- **TASK DIRECTIONS**: From the entries that follow, copy each line containing the word "position".

- **DATASET ENTRIES**:
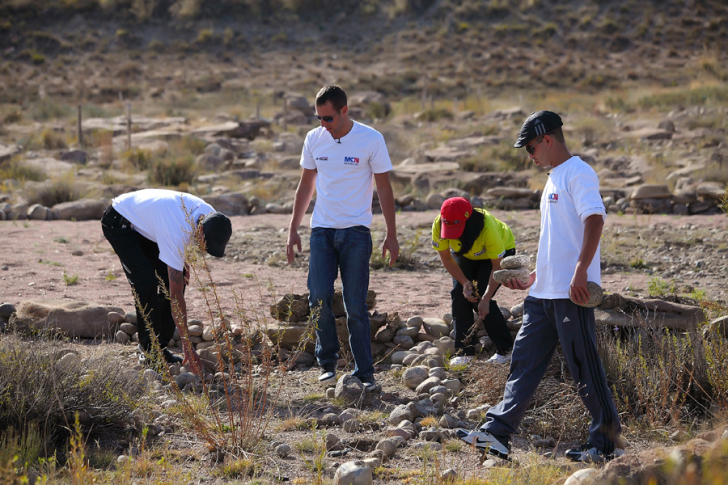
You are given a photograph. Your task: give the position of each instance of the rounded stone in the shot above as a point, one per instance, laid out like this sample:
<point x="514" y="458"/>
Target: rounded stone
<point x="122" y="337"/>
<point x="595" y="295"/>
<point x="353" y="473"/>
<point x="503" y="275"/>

...

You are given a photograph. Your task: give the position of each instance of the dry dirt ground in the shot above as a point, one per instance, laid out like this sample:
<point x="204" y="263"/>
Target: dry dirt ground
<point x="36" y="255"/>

- **RESULT OF THIS EXERCISE**:
You are given a photograph. Your task: give the position of each instance of the rounded stone in the shot above as a point, one per instance, laid out like this sample:
You are given a photograph. Your task: give the position of each instance of the dry dirt ground in the shot above as a point, one per instance, laid out like this sample:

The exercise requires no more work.